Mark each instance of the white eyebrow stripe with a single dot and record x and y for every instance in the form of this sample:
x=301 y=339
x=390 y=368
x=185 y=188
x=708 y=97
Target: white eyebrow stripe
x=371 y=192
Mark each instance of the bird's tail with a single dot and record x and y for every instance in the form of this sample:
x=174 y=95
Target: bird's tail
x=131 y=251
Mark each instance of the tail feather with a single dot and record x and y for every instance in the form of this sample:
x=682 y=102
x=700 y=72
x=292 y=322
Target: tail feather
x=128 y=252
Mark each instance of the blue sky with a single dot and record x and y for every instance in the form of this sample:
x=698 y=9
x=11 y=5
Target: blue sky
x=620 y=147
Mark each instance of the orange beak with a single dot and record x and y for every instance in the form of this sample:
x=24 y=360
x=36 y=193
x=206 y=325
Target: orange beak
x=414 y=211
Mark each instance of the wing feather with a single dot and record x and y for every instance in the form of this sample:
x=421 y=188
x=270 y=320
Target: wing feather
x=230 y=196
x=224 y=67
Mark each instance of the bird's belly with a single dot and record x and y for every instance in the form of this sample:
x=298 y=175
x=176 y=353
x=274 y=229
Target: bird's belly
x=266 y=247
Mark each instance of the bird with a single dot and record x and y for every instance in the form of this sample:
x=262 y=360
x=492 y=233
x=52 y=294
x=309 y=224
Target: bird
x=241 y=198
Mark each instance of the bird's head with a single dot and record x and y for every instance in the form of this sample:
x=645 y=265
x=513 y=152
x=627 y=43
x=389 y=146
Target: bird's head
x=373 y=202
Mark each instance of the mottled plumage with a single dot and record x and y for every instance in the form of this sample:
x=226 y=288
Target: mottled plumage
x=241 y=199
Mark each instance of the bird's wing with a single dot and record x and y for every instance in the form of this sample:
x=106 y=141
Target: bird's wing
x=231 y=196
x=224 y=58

> _Your objective_
Repeat the lines above exactly, beginning at the line that contains "Mark each instance of the wing" and stopping after the final line.

> _Solution to this problem_
Mark each instance of the wing feather with a single dot and record x and y for every instance in the form of this sample:
x=421 y=188
x=270 y=320
Target: wing feather
x=230 y=196
x=224 y=67
Mark each instance of the bird's belly with a single dot and record x and y for every instance in the form of this sample:
x=298 y=175
x=176 y=353
x=274 y=229
Target: bird's belly
x=266 y=247
Mark each instance of the bird with a single dot and record x and y for every instance in the form of this sample:
x=262 y=360
x=492 y=233
x=52 y=294
x=309 y=224
Target: bird
x=241 y=198
Mark each instance of the bird's head with a single dot and record x and y for every instance in the form of this sample:
x=645 y=265
x=513 y=152
x=627 y=43
x=389 y=146
Target: bird's head
x=373 y=202
Mark each instance of the mottled plumage with a single dot and record x and y for every instance in the form of this sample:
x=226 y=288
Target: mottled plumage
x=241 y=199
Mark each instance of the bird's wing with a single dot and record x and y for every instance in the form of this sample:
x=106 y=141
Target: bird's wing
x=231 y=196
x=224 y=58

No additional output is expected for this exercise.